Problem details —
Copy the lines that follow, keeping every character the same.

Material for the task —
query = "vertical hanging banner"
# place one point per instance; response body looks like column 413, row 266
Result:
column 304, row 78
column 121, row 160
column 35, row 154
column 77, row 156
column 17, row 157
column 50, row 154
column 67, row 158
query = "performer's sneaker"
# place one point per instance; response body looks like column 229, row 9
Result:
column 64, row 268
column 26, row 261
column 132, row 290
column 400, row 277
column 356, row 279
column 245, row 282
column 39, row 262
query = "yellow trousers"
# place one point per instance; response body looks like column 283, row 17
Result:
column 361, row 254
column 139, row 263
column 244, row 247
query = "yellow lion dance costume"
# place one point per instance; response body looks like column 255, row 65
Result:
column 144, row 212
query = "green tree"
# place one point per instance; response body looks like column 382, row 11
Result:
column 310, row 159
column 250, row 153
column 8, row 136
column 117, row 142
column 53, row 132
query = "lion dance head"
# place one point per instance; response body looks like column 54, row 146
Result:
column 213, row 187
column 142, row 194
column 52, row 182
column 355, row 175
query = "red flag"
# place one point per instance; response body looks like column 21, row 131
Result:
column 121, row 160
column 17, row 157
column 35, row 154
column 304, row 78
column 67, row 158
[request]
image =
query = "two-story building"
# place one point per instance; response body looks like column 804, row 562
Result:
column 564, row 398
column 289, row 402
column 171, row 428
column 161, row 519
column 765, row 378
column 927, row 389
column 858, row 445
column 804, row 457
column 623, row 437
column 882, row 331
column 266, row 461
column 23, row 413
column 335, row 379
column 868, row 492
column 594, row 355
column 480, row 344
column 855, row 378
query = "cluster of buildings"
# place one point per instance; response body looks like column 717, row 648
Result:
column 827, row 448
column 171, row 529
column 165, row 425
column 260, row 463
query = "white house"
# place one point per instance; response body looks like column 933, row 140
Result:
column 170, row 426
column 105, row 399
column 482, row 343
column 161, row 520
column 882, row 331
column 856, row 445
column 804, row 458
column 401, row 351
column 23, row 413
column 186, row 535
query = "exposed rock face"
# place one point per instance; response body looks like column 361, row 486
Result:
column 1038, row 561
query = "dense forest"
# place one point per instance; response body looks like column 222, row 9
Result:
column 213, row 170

Task response —
query = "vertical hanging banner"
# place one point per instance; response body looks like column 413, row 266
Result:
column 304, row 78
column 121, row 160
column 35, row 154
column 77, row 156
column 17, row 157
column 50, row 154
column 67, row 158
query = "performer's sneaker"
# place one point per instance; response body looks like column 229, row 9
Result:
column 64, row 268
column 26, row 261
column 132, row 290
column 400, row 277
column 356, row 279
column 245, row 282
column 39, row 262
query = "yellow trousers"
# place one point per instance; response body looks like column 283, row 17
Result:
column 361, row 254
column 139, row 263
column 244, row 247
query = "yellow lion dance costume"
# place one point per instance; response body looks like column 255, row 65
Result:
column 144, row 212
query = "green tree"
# place one point per instance; response body looks like column 382, row 11
Result:
column 310, row 159
column 250, row 153
column 8, row 136
column 117, row 142
column 53, row 132
query = "lion dance head"
# place one point per instance; response body looks like column 54, row 146
Result:
column 213, row 187
column 142, row 194
column 52, row 182
column 355, row 175
query = "red flag"
# place one point per instance; response body looks like column 21, row 131
Result:
column 121, row 160
column 17, row 157
column 35, row 154
column 304, row 78
column 67, row 158
[request]
image =
query = "two-story building"
# place one point per instance; response body looks like column 804, row 562
Result:
column 564, row 398
column 289, row 402
column 171, row 428
column 161, row 519
column 765, row 378
column 927, row 389
column 858, row 445
column 804, row 457
column 623, row 437
column 882, row 331
column 266, row 461
column 23, row 413
column 335, row 379
column 868, row 492
column 594, row 355
column 480, row 344
column 855, row 378
query = "cluster of buildings"
# place one point per instance; response body looks like column 717, row 648
Result:
column 827, row 448
column 171, row 529
column 165, row 425
column 260, row 463
query = "white house"
# place one point per instance; response body looks like column 933, row 140
Result:
column 170, row 426
column 105, row 399
column 482, row 343
column 161, row 520
column 882, row 331
column 856, row 445
column 804, row 458
column 401, row 351
column 23, row 413
column 186, row 535
query = "exposed rock face"
# place one point per instance; response body looks like column 361, row 486
Result:
column 1038, row 561
query = "dense forest"
# place one point per instance; response body looks like column 222, row 9
Result:
column 213, row 170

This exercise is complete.